[PROVIDED RECORDS]:
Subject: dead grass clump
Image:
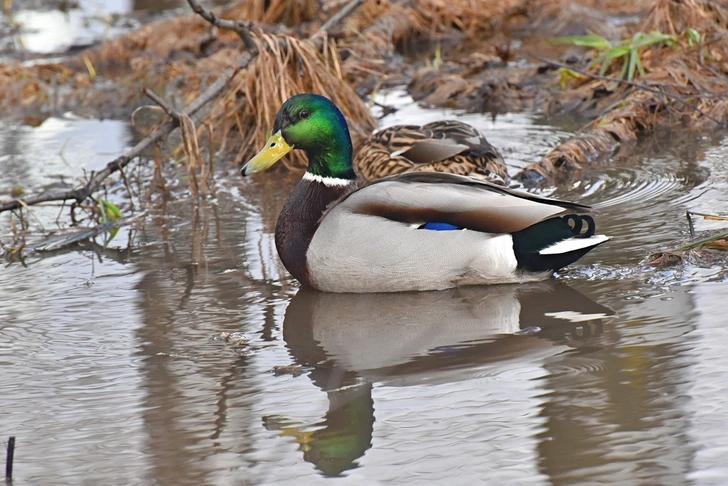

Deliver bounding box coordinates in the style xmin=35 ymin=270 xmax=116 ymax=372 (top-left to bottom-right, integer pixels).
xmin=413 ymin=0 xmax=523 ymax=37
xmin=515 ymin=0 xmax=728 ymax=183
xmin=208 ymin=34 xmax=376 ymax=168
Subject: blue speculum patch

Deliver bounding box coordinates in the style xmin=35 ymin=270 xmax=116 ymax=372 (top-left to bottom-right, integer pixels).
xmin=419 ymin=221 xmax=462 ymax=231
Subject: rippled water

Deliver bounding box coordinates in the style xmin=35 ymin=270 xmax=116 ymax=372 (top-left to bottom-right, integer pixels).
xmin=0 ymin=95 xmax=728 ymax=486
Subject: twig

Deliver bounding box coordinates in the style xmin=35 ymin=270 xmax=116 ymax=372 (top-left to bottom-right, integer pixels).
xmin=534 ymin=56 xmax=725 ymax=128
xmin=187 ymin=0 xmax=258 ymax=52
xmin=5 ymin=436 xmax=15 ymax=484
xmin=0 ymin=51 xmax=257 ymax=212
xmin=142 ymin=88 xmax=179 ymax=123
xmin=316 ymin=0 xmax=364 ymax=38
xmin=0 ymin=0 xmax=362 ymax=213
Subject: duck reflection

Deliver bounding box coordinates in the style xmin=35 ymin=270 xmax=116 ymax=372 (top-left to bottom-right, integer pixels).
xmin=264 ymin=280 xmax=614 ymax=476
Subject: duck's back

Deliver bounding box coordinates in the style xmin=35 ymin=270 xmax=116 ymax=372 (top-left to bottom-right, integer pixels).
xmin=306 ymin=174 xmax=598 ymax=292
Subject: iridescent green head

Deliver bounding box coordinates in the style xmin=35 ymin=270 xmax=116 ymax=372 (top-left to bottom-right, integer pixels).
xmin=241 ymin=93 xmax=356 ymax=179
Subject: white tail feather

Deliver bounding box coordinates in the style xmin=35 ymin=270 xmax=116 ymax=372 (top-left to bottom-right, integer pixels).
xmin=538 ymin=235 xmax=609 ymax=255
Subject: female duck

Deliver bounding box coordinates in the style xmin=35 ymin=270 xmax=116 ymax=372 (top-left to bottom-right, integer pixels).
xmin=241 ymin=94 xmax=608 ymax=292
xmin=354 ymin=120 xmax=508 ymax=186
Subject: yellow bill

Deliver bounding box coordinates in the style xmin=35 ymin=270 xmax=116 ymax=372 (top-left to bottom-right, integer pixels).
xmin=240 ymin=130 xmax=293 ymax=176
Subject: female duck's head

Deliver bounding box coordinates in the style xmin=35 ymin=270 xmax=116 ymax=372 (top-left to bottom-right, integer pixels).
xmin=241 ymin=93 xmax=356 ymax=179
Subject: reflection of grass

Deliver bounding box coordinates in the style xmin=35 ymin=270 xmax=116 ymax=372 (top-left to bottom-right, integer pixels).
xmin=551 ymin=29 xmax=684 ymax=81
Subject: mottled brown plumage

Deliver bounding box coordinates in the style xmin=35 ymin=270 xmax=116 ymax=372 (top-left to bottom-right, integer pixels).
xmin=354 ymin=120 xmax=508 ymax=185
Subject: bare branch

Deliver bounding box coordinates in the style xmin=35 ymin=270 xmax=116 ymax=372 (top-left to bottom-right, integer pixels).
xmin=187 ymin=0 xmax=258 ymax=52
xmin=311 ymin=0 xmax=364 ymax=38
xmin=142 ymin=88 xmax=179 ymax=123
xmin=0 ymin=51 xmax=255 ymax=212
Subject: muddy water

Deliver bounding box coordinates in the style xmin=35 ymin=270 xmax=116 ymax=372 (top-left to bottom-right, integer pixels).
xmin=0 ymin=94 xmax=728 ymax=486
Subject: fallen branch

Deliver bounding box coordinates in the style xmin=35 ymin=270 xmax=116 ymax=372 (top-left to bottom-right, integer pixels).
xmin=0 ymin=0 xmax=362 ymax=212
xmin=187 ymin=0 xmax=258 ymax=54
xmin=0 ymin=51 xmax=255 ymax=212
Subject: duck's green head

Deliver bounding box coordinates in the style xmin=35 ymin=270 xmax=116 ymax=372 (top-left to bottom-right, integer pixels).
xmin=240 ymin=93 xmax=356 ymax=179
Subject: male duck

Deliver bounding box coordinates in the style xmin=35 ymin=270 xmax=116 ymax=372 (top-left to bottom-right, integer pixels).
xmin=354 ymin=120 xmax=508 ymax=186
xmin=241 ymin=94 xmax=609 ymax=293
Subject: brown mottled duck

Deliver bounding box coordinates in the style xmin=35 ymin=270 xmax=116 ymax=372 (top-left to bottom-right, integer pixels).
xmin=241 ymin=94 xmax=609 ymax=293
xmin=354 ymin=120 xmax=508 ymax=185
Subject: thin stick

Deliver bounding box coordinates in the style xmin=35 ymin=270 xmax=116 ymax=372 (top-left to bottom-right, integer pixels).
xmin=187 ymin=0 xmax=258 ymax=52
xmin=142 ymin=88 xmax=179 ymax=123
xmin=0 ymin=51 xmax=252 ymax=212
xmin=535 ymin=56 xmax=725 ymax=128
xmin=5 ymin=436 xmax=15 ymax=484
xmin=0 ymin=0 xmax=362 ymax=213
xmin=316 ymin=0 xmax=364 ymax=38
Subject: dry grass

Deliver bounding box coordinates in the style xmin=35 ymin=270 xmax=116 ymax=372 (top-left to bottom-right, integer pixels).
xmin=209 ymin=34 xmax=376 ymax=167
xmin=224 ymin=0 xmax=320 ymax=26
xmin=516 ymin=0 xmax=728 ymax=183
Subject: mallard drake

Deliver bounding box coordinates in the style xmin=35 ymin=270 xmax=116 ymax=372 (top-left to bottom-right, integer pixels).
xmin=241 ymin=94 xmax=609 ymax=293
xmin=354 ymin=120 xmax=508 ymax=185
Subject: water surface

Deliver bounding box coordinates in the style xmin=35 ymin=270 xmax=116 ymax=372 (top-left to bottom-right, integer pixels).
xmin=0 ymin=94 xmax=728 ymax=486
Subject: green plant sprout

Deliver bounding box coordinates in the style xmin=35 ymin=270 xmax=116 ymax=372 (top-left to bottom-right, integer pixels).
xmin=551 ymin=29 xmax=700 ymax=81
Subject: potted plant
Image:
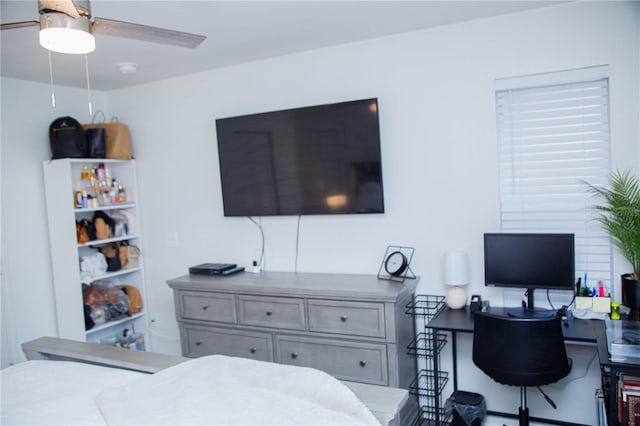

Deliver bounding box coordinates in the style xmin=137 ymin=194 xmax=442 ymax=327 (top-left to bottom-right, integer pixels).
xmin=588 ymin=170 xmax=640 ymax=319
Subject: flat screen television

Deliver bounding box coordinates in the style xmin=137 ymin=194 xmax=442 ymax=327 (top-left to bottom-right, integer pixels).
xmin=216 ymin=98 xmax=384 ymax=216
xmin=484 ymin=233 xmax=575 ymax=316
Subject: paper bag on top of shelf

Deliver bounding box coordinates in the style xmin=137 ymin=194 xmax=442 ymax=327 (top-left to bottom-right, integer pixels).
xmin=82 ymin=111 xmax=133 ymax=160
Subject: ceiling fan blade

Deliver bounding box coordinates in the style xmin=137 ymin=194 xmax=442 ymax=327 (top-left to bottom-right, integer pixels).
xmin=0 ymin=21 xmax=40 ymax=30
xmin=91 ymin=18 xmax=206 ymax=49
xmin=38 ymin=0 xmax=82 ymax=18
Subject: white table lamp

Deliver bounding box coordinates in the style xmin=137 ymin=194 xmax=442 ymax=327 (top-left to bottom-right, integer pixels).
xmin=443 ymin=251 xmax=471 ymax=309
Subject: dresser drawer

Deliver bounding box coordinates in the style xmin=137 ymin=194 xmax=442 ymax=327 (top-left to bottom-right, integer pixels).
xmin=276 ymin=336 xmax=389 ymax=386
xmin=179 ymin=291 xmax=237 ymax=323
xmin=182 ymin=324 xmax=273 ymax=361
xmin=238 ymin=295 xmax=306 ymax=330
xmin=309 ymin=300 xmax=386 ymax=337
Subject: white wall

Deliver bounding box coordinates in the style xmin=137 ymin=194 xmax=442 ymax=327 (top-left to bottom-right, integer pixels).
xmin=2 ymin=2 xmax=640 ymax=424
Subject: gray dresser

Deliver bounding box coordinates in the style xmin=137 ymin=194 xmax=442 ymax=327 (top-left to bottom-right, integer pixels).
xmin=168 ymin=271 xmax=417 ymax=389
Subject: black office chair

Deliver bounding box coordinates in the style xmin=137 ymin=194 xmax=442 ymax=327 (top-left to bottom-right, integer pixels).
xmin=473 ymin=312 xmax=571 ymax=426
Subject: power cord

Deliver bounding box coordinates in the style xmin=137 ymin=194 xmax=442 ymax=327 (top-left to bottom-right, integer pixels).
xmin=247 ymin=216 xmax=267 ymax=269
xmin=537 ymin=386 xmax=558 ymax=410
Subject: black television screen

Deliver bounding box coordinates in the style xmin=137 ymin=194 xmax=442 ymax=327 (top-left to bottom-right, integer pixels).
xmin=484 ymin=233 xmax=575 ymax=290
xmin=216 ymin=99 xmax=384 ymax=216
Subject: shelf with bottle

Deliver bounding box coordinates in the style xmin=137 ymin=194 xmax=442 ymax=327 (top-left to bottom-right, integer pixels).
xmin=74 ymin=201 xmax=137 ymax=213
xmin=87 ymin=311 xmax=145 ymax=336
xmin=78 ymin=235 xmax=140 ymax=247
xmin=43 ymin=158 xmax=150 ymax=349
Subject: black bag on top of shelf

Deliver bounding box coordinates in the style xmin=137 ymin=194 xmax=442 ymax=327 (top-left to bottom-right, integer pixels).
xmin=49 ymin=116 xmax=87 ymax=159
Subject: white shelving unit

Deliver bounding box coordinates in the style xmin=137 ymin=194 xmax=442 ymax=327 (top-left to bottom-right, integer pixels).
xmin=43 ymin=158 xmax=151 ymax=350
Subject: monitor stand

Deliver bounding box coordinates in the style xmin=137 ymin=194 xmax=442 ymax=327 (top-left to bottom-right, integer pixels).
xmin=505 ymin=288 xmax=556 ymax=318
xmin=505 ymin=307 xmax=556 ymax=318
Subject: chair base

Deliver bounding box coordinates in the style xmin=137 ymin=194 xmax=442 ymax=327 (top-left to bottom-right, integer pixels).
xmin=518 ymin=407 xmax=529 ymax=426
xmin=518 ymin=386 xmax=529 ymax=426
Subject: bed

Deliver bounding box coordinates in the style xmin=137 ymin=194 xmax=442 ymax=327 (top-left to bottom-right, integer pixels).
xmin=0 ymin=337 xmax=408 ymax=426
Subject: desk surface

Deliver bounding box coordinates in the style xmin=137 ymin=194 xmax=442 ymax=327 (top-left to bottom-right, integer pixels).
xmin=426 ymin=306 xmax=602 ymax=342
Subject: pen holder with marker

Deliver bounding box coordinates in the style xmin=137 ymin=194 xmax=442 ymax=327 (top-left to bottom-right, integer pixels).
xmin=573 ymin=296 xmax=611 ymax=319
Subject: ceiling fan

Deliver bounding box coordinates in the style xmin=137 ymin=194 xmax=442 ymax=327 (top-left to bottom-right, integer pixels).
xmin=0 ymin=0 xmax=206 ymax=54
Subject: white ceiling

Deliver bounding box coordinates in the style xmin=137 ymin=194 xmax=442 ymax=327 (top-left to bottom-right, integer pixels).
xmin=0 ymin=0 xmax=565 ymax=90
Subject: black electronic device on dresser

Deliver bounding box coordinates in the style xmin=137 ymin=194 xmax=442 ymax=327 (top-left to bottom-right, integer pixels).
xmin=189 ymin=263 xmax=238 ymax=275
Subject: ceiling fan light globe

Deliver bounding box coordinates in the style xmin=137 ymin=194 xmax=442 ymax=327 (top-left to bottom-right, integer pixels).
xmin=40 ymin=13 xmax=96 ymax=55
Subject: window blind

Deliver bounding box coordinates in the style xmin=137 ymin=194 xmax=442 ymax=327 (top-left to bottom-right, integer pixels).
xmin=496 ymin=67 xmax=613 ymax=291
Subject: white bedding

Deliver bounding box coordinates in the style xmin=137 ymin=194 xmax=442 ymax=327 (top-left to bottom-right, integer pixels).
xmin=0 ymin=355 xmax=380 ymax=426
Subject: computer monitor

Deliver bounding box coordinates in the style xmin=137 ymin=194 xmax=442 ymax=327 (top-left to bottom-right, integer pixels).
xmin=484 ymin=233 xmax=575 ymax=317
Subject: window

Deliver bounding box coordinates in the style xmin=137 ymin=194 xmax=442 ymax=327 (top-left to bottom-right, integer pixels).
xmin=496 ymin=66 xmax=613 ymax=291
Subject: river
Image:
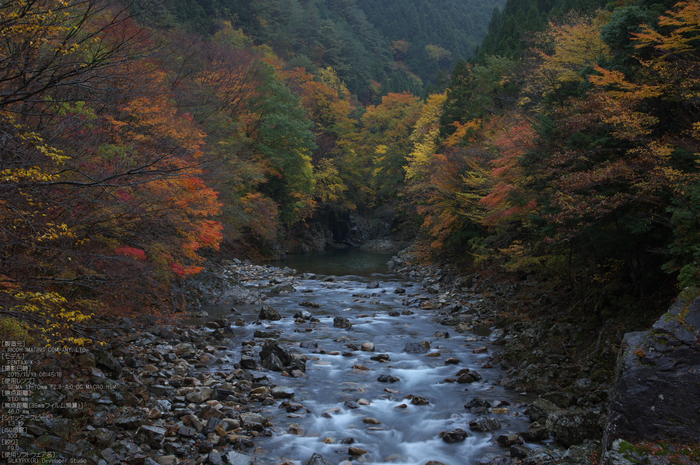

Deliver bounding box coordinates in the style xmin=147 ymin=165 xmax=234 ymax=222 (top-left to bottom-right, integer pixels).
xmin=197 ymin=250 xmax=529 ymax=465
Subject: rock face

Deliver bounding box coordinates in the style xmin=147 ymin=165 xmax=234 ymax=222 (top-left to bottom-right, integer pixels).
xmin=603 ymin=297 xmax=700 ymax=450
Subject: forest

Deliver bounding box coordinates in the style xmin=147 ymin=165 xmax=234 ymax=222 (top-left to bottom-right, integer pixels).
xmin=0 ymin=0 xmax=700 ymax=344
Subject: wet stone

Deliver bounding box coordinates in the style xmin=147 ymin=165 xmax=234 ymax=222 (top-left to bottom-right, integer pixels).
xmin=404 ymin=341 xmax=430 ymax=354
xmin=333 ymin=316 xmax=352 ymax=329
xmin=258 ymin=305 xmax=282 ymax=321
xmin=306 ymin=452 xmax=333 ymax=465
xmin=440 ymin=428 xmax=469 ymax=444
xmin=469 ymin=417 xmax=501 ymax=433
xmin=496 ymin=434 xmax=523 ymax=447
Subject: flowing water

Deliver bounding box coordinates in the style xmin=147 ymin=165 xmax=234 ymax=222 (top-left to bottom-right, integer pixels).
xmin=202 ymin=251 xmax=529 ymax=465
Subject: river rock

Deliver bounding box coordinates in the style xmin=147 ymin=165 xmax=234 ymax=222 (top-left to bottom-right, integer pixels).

[OBJECTIVE]:
Pull out every line of the entries above that contains the word "window", and list those lines.

[THE SOLUTION]:
Subject: window blind
Subject: window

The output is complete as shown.